[Texte étudié]
Suicide en prison… ou meurtre ???

Oumshyrine

TANJA AL 3ALYA

Suicide en prison… ou meurtre ?


En avril, c’est un suicide en prison ; en septembre, c’est sans doute un meurtre. Loin des discours ronflants, les prisons sont dans l’impasse.
Eugène, 25 ans, était un bon pochetron, « un gros nounours » nous dit Le Télégramme de Brest. Ce 19 mars 2010, ce n’est pas un bon trip pour Eugène, car il comparaît devant le tribunal correctionnel… et il connaît bien la maison. « C'est quelqu'un de très, très attachant », plaide son avocate. Mais Eugène, c’est tout vie en vrac. Elevé par sa mère, dans un contexte pourri par l'éthylisme, il a vite largué les amarres : « À 11 ans, j'ai été livré à moi-même. J'ai fait des bêtises et la situation a empiré ». Depuis qu’il a 18 ans, c’est la vie d’errance d’un SDF.


L’avant-veille, alors qu’il avait bien picolé, il est allé fracasser la vitrine d’un supermarché du centre-ville avec une plaque d'égout, pour récupérer quelques bouteilles de plus. Vite arrêté par la police, il est jugé en comparution immédiate, et retrouve là un procureur de la République qui le connaît « bien », lâchant que « sa franchise s'avère aussi désarmante que sa vie a été difficile ». Tarif de rigueur : six mois ferme, et mandat de dépôt. Le voici à la maison d’arrêt de Vannes.


Drame le 20 avril, à peine un mois plus tard. Eugène s’est suicidé, et c’est son compagnon de cellule qui a alerté un surveillant. Pour le procureur, c’est un décès « vraisemblablement dû à une absorption de substances médicamenteuses », alors qu’il n’y a « pas d'élément laissant supposer l'intervention d'un tiers ».

[Consigne]
Pouvez-vous reprendre l'article sur la mort d'Eugène en prison juste après sa dernière phrase ? Les entrées qui suivent ne sont pas nécessaires.

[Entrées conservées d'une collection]
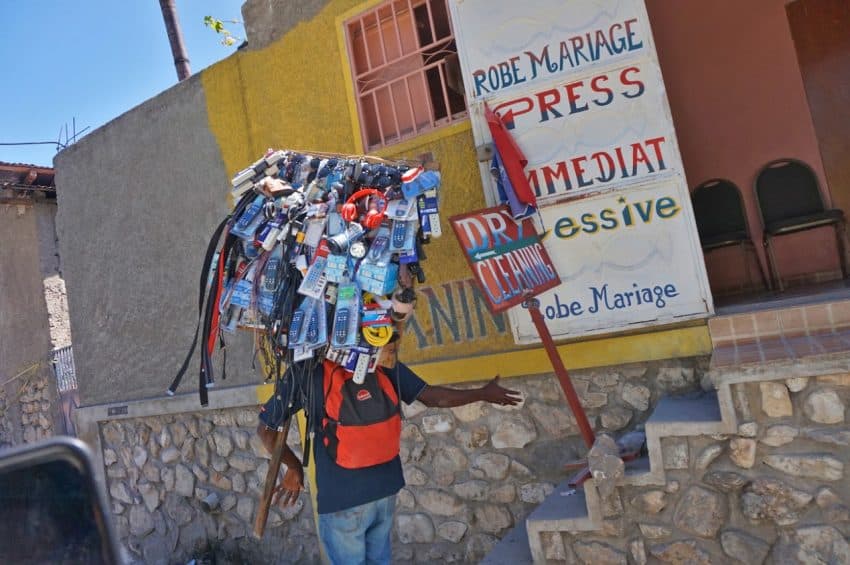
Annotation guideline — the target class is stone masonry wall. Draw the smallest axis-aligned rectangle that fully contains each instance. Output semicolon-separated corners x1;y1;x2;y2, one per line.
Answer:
100;408;319;564
0;363;56;448
94;359;705;563
543;374;850;565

[Réponse attendue]
La sœur d’Eugène n’est pas d’accord. « Depuis le printemps, j'ai besoin de savoir comment mon frère a pu mourir en prison. Tout ça pour des bouteilles volées. Il était fragile car il vivait mal son incarcération, mais je n'ai jamais cru à la thèse du suicide. Il y a peut-être eu un dysfonctionnement à la maison d'arrêt ou de la justice ».


Le dossier a évolué, et la thèse de la sœur d’Eugène se trouve bien renforcée. Le compagnon de cellule vient d’être mis en examen pour meurtre, par Katherine Le Port, juge d’instructiondu tribunal de grande instance de Lorient, siège du pôle départemental de l'instruction. Les résultats de l'autopsie ont écarté la mort par prise de médicaments. Le procureur, Alexis Bouroz rappelle que « La mise en examen ne signifie pas pour autant qu'il y a eu meurtre », mais il ajoute qu’ « il y a de fortes présomptions », précisant : « L'expertise n'est pas d'une clarté suffisante pour déterminer à coup sûr qu'il s'agit d'un meurtre. Un complément d'enquête auprès d'experts est en cours et une contre-expertise sera menée si ce n'est pas suffisant ».


Une vie fracassée, et une sœur admirable qui défend la mémoire de son frère.